• **Material provided**:
______

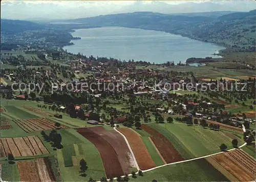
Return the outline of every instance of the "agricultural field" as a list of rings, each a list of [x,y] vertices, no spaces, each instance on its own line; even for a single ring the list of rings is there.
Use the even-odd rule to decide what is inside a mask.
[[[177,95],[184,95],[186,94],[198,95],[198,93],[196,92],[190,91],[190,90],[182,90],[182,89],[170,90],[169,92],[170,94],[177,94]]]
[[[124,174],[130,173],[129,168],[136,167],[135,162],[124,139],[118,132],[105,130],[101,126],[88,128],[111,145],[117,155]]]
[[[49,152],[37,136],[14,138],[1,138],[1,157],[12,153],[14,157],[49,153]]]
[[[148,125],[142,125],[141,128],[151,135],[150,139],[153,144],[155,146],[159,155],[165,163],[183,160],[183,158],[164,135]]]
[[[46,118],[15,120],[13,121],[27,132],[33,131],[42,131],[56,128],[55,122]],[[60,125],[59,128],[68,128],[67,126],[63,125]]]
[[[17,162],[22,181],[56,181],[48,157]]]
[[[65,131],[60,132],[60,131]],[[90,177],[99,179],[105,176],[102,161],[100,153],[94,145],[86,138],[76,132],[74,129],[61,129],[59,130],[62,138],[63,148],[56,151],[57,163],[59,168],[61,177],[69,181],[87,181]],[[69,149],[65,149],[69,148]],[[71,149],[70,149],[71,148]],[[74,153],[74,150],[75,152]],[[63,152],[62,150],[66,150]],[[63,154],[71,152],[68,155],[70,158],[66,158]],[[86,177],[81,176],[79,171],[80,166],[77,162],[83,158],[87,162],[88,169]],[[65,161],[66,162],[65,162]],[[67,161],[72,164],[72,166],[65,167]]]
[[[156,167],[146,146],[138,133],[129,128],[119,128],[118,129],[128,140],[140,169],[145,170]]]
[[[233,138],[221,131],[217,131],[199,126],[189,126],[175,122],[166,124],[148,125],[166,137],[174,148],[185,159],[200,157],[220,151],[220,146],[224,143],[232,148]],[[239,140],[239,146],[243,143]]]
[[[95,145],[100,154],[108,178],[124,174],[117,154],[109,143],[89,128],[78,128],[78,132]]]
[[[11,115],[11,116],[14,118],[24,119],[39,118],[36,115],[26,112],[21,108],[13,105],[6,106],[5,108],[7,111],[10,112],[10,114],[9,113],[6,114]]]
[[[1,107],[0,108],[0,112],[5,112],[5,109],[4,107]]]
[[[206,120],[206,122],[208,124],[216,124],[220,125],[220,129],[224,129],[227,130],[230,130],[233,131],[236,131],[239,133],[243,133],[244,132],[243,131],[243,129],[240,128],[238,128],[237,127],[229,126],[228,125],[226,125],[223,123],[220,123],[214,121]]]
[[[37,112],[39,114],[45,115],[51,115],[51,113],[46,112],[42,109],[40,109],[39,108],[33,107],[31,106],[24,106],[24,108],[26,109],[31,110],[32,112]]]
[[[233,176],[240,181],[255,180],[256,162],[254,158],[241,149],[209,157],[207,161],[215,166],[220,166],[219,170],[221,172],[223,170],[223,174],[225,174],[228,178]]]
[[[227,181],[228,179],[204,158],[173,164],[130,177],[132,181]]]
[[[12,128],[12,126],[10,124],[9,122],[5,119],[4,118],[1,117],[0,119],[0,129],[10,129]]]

______

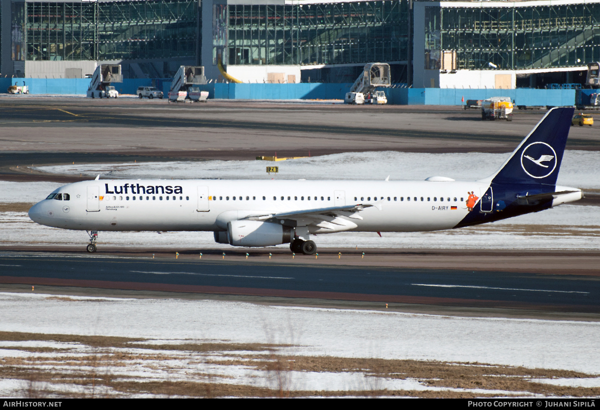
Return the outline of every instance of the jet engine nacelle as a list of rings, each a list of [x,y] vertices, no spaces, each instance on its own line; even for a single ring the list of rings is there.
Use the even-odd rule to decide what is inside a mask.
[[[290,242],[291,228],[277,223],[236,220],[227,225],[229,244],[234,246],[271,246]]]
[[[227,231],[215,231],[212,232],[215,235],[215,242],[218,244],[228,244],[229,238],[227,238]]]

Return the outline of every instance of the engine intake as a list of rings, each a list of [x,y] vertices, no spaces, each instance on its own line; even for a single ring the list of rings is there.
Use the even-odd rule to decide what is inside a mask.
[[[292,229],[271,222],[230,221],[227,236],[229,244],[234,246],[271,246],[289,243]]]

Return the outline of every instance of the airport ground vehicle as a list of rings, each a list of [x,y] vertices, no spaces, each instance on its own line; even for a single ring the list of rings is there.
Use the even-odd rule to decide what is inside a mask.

______

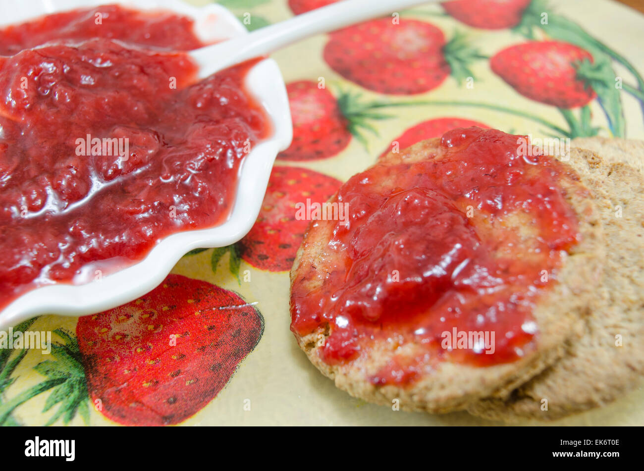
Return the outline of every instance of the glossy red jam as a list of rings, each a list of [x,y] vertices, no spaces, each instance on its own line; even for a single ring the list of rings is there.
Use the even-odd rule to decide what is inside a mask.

______

• **Instruction**:
Show every row above that contains the word "engine", copying each such row in full.

• **Answer below**:
Return the outline of every instance of the jet engine nacelle as a list of rings, each a list of [x,y] vertices, no spaces, each instance on its own line; even for a single ring the list of rings is there.
Return the outline of every instance of the engine intake as a list of rings, each a list of [x,y] vertices, no spaces, each instance on its own line; even for a single ring the list of rings is there.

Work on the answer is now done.